WRITTEN EXERCISE: Leave out the pictures and repeat the data exactly.

═════ DATA IN THIS EXERCISE

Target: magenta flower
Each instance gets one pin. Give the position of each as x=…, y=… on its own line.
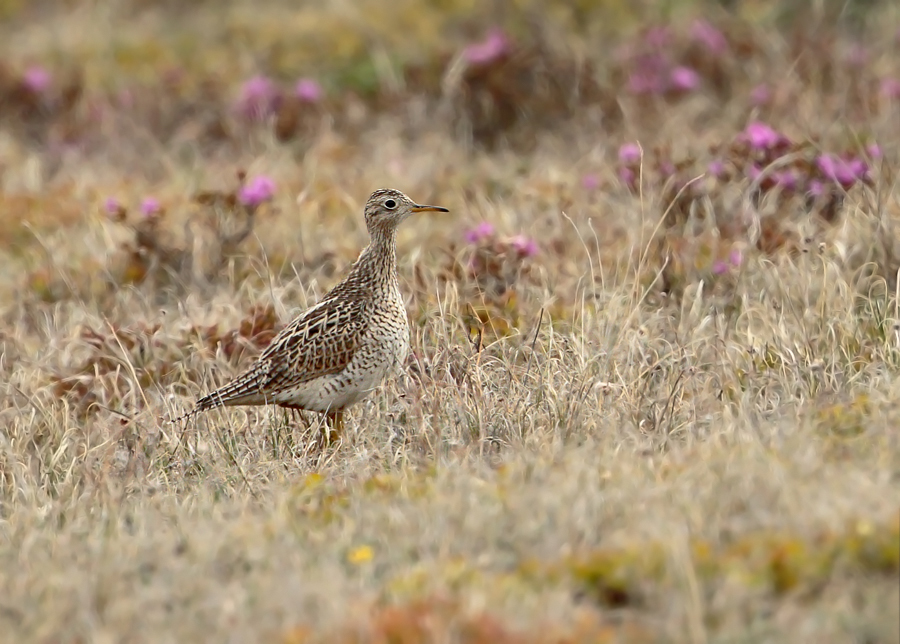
x=590, y=182
x=844, y=172
x=684, y=79
x=36, y=79
x=630, y=153
x=481, y=232
x=525, y=246
x=754, y=172
x=150, y=207
x=762, y=137
x=708, y=36
x=494, y=46
x=760, y=95
x=308, y=90
x=259, y=98
x=256, y=191
x=817, y=188
x=787, y=179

══════════

RESULT:
Target: magenta flower
Each instance gets one pin. Give the position of each as x=…, y=… on its own line.
x=590, y=182
x=844, y=172
x=684, y=79
x=36, y=79
x=630, y=153
x=481, y=232
x=525, y=246
x=754, y=172
x=150, y=207
x=762, y=137
x=708, y=36
x=494, y=46
x=760, y=95
x=308, y=90
x=259, y=98
x=256, y=191
x=817, y=188
x=787, y=179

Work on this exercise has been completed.